[Referring expression data]
*****

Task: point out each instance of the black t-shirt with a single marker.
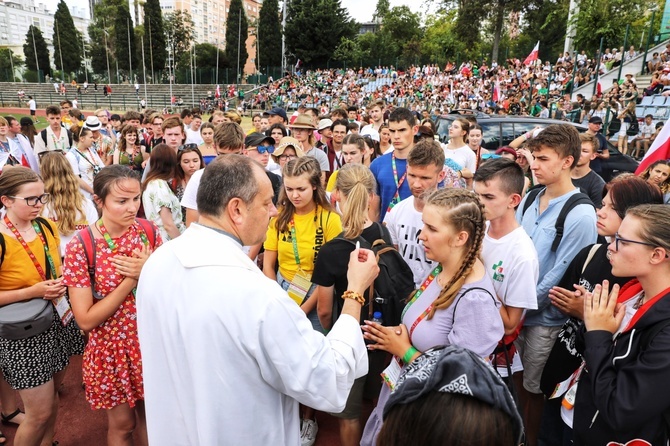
(332, 264)
(592, 185)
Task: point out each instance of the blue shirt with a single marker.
(386, 187)
(579, 231)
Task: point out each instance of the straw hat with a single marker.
(288, 141)
(303, 122)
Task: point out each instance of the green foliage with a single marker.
(205, 57)
(546, 22)
(42, 51)
(154, 35)
(382, 9)
(314, 29)
(269, 34)
(440, 43)
(66, 40)
(124, 38)
(237, 28)
(179, 33)
(349, 51)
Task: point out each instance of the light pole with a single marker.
(60, 50)
(37, 62)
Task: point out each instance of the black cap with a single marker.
(256, 139)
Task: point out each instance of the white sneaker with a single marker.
(308, 432)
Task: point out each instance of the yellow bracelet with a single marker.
(355, 296)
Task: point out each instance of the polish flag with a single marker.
(659, 150)
(496, 91)
(533, 54)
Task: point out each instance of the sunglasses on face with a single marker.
(32, 201)
(189, 146)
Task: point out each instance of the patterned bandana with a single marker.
(454, 369)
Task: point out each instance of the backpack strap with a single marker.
(87, 240)
(572, 202)
(530, 198)
(149, 229)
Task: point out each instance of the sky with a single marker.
(362, 10)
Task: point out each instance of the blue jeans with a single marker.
(312, 315)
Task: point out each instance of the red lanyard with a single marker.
(398, 183)
(419, 292)
(110, 241)
(23, 243)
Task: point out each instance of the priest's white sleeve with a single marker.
(315, 370)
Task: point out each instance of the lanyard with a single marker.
(419, 292)
(294, 239)
(396, 198)
(23, 243)
(110, 241)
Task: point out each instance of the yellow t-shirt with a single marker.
(311, 233)
(17, 270)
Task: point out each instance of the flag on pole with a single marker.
(659, 150)
(496, 91)
(533, 54)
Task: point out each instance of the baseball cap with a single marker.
(256, 139)
(93, 123)
(278, 111)
(324, 124)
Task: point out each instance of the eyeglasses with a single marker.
(618, 239)
(190, 146)
(263, 149)
(32, 201)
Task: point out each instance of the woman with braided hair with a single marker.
(455, 305)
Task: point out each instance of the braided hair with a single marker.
(462, 210)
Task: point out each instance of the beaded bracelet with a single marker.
(355, 296)
(407, 357)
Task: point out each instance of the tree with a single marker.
(382, 9)
(237, 26)
(124, 38)
(205, 57)
(179, 33)
(314, 28)
(66, 40)
(102, 46)
(42, 51)
(268, 34)
(154, 35)
(349, 51)
(9, 60)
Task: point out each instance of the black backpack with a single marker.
(574, 200)
(43, 134)
(395, 282)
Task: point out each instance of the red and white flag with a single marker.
(659, 150)
(496, 91)
(533, 54)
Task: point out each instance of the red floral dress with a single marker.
(112, 365)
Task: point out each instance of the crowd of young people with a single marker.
(507, 256)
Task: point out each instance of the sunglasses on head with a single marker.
(263, 149)
(189, 146)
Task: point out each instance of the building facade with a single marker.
(209, 18)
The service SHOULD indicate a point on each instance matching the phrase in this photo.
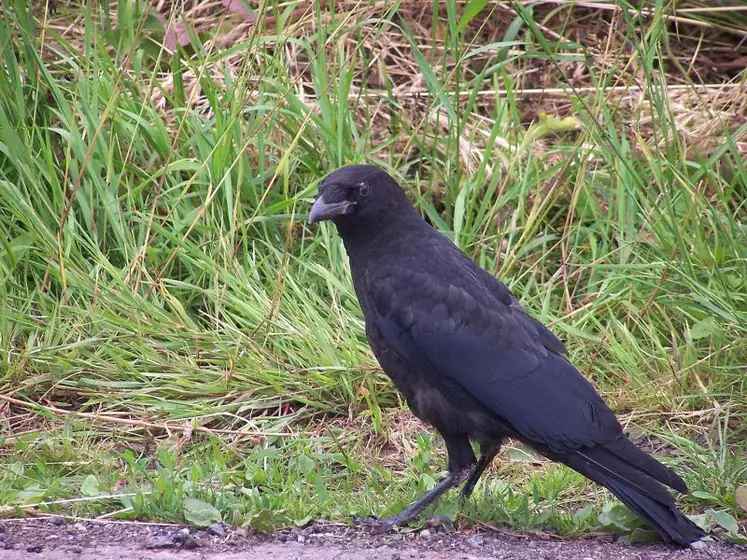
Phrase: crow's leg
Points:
(486, 457)
(461, 464)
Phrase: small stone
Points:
(698, 545)
(159, 543)
(217, 529)
(185, 539)
(475, 541)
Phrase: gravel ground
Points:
(53, 539)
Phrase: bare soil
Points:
(52, 539)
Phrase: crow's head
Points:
(357, 193)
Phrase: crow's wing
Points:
(494, 354)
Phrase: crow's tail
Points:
(634, 477)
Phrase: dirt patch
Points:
(52, 539)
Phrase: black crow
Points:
(472, 363)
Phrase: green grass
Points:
(171, 329)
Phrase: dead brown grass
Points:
(704, 55)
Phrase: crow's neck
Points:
(366, 240)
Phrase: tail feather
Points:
(642, 461)
(670, 523)
(636, 481)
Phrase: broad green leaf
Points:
(200, 513)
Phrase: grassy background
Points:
(175, 342)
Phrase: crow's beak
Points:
(321, 210)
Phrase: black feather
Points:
(471, 362)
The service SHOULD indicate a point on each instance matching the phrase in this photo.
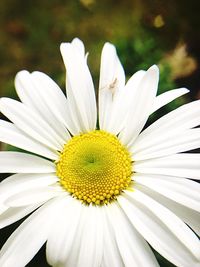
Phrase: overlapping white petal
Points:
(111, 254)
(181, 165)
(45, 98)
(18, 183)
(166, 144)
(79, 86)
(181, 190)
(167, 97)
(132, 247)
(173, 223)
(16, 162)
(176, 121)
(10, 134)
(157, 233)
(60, 240)
(112, 80)
(14, 214)
(30, 123)
(188, 215)
(25, 242)
(141, 106)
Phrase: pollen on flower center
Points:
(94, 167)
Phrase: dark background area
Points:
(145, 32)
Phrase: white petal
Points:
(122, 103)
(157, 233)
(11, 135)
(167, 97)
(189, 216)
(184, 234)
(181, 165)
(138, 115)
(91, 247)
(45, 98)
(133, 248)
(33, 196)
(181, 190)
(72, 257)
(12, 215)
(167, 144)
(112, 79)
(78, 44)
(13, 162)
(61, 239)
(178, 120)
(111, 254)
(29, 122)
(80, 88)
(25, 242)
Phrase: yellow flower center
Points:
(94, 167)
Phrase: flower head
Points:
(99, 196)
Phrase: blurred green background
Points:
(145, 32)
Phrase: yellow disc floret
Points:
(94, 167)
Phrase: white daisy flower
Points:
(99, 195)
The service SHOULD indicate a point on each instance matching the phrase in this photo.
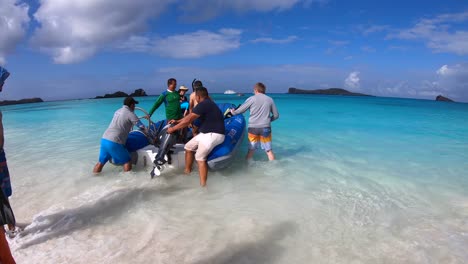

*****

Find the word "feather" in the entries. Copy each line that holds it.

Completed exercise:
Phrase: tail feather
Phrase: black feather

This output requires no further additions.